== TASKS TO COMPLETE ==
1. Answer these questions using the article about the investigation into a JPMorgan vice president's death:
(a) How old was the vice president?
(b) On which floor's rooftop was his body found?
(c) What will reveal the details of the investigation?
2. Quote the article about the JPMorgan vice president's death from "It’s becoming clear" to "of what happened.".

== SELECTED TEXT ==
------------------------
London Police have confirmed that an official investigation is underway into the death of a 39-year old JPMorgan Vice President whose body was found on the 9th floor rooftop of a JPMorgan building in Canary Wharf two weeks ago.


The news reports at the time of the incident of Gabriel (Gabe) Magee’s “non suspicious” death by “suicide” resulting from his reported leap from the 33rd level rooftop of JPMorgan’s European headquarters building in London have turned out to be every bit as reliable as CEO Jamie Dimon’s initial response to press reports on the London Whale trading scandal in 2012 as a “tempest in a teapot.”


An intense investigation is now underway into the details of exactly how Magee died and why his death was so quickly labeled “non suspicious.” An upcoming Coroner’s inquest will reveal the details of that investigation.


It’s becoming clear that when JPMorgan tells us “nothing to see here, move along,” that’s the precise time we need to bring in the blood hounds and law enforcement with the guts to get past this global behemoth’s army of lawyers who have a penchant for taking over investigations and producing their own milquetoast reports of what happened.
------------------------
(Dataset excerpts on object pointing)
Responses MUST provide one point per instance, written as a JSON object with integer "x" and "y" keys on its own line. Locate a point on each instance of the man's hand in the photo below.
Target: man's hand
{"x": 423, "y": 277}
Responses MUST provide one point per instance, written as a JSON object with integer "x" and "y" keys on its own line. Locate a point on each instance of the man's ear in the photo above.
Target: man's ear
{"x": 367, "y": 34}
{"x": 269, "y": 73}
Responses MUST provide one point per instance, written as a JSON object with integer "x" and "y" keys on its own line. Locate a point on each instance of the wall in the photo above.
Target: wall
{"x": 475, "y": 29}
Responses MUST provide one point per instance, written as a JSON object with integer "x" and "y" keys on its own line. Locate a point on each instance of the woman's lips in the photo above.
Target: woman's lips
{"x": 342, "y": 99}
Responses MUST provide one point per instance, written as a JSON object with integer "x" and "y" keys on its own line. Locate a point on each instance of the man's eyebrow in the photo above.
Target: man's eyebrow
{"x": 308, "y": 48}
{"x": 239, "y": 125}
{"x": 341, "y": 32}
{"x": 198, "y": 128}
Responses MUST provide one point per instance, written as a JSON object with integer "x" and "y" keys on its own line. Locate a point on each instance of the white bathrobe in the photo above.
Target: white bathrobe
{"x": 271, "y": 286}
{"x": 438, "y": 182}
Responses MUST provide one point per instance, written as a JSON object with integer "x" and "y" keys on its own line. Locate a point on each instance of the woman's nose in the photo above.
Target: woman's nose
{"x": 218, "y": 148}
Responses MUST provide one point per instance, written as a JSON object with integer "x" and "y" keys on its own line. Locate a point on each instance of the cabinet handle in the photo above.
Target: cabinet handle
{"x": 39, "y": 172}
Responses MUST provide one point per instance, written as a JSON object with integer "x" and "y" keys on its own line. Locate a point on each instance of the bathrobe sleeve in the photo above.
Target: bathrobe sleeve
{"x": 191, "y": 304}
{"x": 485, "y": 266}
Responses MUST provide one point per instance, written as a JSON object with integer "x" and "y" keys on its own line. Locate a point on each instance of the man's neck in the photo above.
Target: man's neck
------------------------
== CORRECT ANSWERS ==
1.
(a) He was 39 years old.
(b) His body was found on the 9th floor rooftop.
(c) An upcoming Coroner's inquest will reveal them.

2.
It’s becoming clear that when JPMorgan tells us “nothing to see here, move along,” that’s the precise time we need to bring in the blood hounds and law enforcement with the guts to get past this global behemoth’s army of lawyers who have a penchant for taking over investigations and producing their own milquetoast reports of what happened.